EXERCISE OBJECTIVE
Reproduce every line of the items below word for word, and leave the pictures out.

Records from a collection
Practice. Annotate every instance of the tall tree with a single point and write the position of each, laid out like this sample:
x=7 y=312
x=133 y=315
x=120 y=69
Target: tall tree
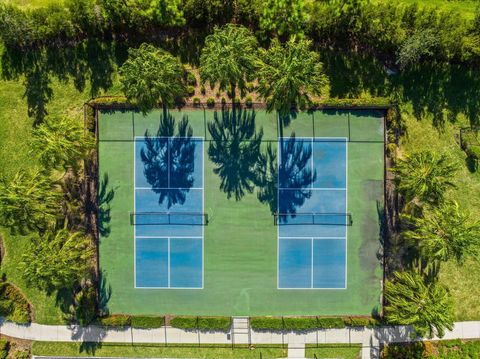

REPLY
Practice. Annotate every instance of the tall tree with a single point and write the position of each, laid out like this sample:
x=7 y=312
x=133 y=315
x=120 y=69
Target: tall tree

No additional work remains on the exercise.